Top of EXTRACT
That last point is especially important for AI systems. Agent evaluations often start with synthetic cases, hand-curated prompts, or narrow benchmark tasks. Those are useful, but production failures usually come from the messy distribution of real work: ambiguous requests, repeated tool retries, prompt patterns that trigger expensive loops, edge-case customer data, and long execution paths that were not represented in test sets. If traces are retained and queryable, teams can continuously sample real interactions, label or score them, and turn them into evaluation data. The post’s “continuous improvement flywheel” is not just a slogan; it is a concrete loop from production trace to dataset to MLflow evaluation to monitoring policy or application change.
The governance angle is just as practical. Prompts and responses can contain personal data, contractual terms, confidential customer records, source code, or internal system names. Sending that raw material to a third-party observability service can create a security review bottleneck, while stripping the content too aggressively can make traces useless for debugging and evaluation. Keeping traces in Unity Catalog does not solve privacy automatically, and Databricks explicitly says the feature does not apply special PII handling on its own. But it does put trace data under the same permissioning, masking, and filtering model that data teams already use for regulated datasets.
The post also shows why AI observability needs component-level structure. A normal service trace might identify which microservice is slow. An agent trace has to explain whether the bottleneck was retrieval, an LLM call, a tool invocation, a retry loop, a prompt-expansion step, or a model handoff. Databricks’ example dashboards separate cost and latency by model and tool, which is the level where engineering action usually happens. A high overall latency number is not enough; teams need to see that a specific retrieval tool is slow, a particular model is producing too many tokens, or one request class repeatedly triggers unnecessary tool calls.
Bottom of EXTRACT
ACTIVITY LIST –
a) In the extract, what does Databricks say the feature does not do on its own?
b) List every kind of sensitive content that the extract says prompts and responses can contain.
Top of INFORMATION PROVIDED
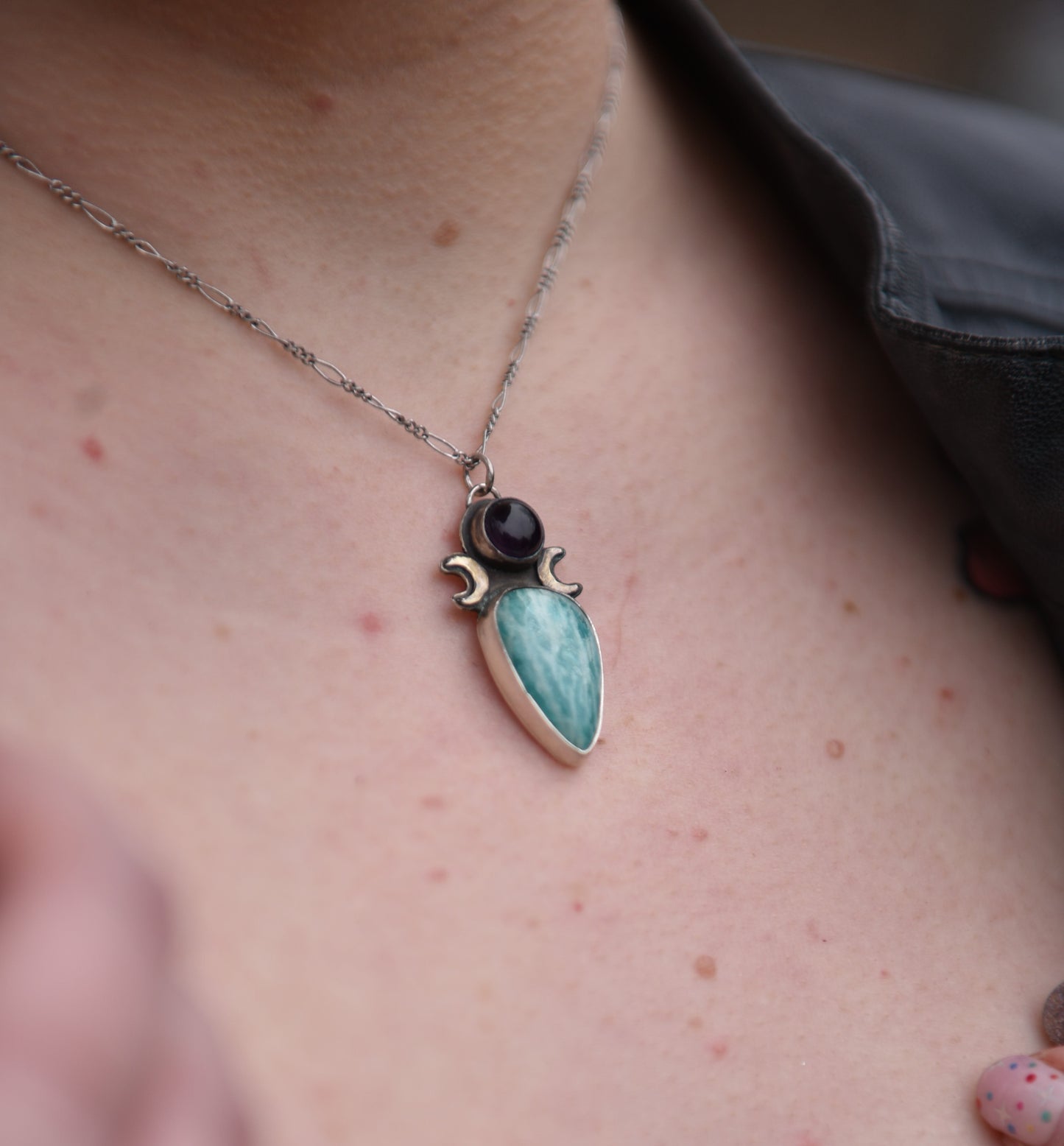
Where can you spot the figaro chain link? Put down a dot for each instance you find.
(332, 374)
Bottom of INFORMATION PROVIDED
ANSWER LIST –
a) It does not apply special PII handling.

b) personal data, contractual terms, confidential customer records, source code, internal system names